*DATA SECTION*
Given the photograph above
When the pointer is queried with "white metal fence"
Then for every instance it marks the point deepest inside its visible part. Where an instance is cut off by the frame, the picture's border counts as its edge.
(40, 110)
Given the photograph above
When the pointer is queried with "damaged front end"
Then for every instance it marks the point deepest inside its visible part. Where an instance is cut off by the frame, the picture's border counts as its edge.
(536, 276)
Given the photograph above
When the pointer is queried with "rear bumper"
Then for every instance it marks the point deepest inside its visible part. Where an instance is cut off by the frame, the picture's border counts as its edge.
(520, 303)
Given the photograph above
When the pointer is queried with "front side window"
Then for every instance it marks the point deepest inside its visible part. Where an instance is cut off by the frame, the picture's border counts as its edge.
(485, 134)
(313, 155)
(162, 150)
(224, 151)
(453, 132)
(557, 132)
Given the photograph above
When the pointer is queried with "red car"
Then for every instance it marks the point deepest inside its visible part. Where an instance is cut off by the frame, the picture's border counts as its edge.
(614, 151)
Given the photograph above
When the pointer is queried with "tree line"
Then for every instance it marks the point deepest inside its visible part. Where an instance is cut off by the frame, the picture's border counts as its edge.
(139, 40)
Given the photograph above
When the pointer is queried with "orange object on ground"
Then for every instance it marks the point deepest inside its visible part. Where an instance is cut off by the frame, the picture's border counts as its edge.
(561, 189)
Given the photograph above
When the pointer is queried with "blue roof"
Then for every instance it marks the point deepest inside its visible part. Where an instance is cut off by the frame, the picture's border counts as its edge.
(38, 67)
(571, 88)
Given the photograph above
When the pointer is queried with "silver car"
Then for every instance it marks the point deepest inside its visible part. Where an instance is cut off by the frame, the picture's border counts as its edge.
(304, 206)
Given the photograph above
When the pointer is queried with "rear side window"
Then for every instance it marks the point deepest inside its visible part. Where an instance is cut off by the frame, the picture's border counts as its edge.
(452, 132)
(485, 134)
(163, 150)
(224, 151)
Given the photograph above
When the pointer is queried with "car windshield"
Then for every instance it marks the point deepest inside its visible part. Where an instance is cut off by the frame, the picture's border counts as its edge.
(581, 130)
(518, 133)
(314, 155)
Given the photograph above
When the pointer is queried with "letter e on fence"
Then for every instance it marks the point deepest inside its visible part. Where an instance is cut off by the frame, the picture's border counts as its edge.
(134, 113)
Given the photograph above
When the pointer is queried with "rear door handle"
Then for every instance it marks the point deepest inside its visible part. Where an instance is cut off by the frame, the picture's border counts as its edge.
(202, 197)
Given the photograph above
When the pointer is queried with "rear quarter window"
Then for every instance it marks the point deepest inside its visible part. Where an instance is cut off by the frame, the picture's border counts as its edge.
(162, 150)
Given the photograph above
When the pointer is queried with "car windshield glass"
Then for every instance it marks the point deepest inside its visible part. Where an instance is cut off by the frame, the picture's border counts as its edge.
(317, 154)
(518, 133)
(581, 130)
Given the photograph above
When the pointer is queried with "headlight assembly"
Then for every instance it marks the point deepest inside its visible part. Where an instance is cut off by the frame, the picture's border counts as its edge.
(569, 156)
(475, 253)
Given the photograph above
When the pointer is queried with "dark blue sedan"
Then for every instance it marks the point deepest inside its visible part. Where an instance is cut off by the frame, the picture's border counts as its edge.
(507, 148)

*TASK ITEM*
Each line that contains the string "window" should be copied from the data above.

*EXPECTED OUTPUT*
When the pointer is queried with "front side window"
When the pointer is queried with "rear side window"
When the pointer is queried with "rear quarter window"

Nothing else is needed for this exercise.